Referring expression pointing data
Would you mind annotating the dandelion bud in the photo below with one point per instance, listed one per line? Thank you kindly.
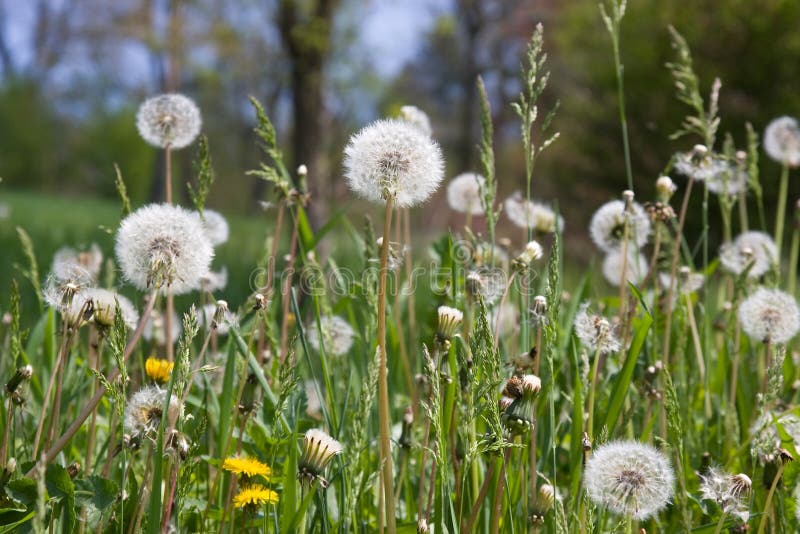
(665, 188)
(318, 451)
(449, 319)
(23, 373)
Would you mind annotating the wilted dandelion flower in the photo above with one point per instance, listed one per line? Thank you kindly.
(464, 193)
(163, 247)
(699, 164)
(158, 369)
(255, 495)
(770, 315)
(782, 141)
(318, 451)
(595, 331)
(337, 335)
(168, 120)
(66, 260)
(392, 158)
(155, 328)
(214, 225)
(247, 467)
(729, 491)
(629, 478)
(530, 214)
(607, 227)
(416, 118)
(104, 307)
(635, 267)
(749, 248)
(145, 408)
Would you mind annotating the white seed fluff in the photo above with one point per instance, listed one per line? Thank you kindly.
(417, 118)
(770, 315)
(629, 478)
(390, 157)
(607, 227)
(337, 335)
(464, 193)
(163, 247)
(635, 267)
(168, 120)
(782, 141)
(524, 214)
(215, 226)
(757, 248)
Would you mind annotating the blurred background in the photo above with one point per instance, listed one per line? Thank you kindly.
(73, 73)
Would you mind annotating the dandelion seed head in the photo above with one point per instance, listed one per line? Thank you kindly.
(168, 120)
(337, 335)
(629, 478)
(595, 331)
(464, 193)
(770, 315)
(531, 214)
(215, 226)
(782, 141)
(163, 247)
(390, 157)
(756, 248)
(417, 118)
(635, 267)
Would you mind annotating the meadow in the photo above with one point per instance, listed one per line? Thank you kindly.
(404, 381)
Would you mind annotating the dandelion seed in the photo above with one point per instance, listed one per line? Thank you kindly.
(392, 158)
(215, 226)
(163, 247)
(319, 449)
(753, 250)
(158, 369)
(464, 193)
(770, 315)
(635, 267)
(530, 214)
(247, 467)
(629, 478)
(255, 496)
(728, 491)
(145, 408)
(595, 332)
(168, 120)
(782, 141)
(337, 334)
(607, 227)
(417, 118)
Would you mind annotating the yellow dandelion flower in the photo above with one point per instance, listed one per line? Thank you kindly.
(255, 495)
(157, 369)
(246, 466)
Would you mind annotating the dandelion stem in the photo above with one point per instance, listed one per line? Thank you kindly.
(383, 383)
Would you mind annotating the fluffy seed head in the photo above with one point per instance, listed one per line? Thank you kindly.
(337, 335)
(770, 315)
(782, 141)
(595, 332)
(464, 193)
(214, 225)
(607, 228)
(635, 267)
(168, 120)
(524, 214)
(163, 247)
(629, 478)
(417, 118)
(392, 158)
(756, 248)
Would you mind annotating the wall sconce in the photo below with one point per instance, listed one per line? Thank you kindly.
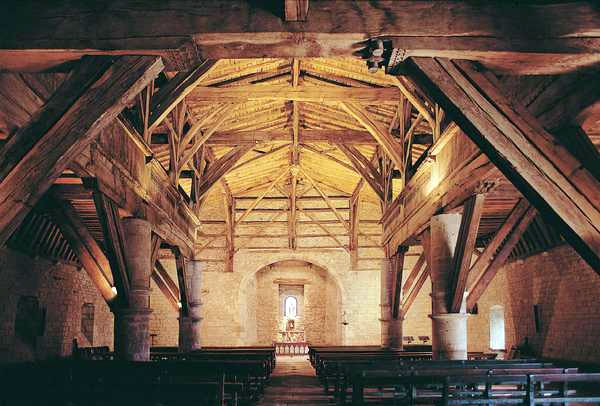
(344, 320)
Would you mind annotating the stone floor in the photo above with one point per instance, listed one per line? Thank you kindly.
(293, 382)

*Task to carry out*: Your answer should be the lines above from the one that contains "Would you mind annotating the wall" through the last, set down exactly, with the pictures removed.

*Answer to this problem*:
Would you mind annotating the wall sconce in the photo below with one point per instance, listed one per line? Thank you kindly.
(344, 320)
Would you mind annotating the stone floor in the photo above with one point per instance, listed one per line? Thank you kindly.
(293, 382)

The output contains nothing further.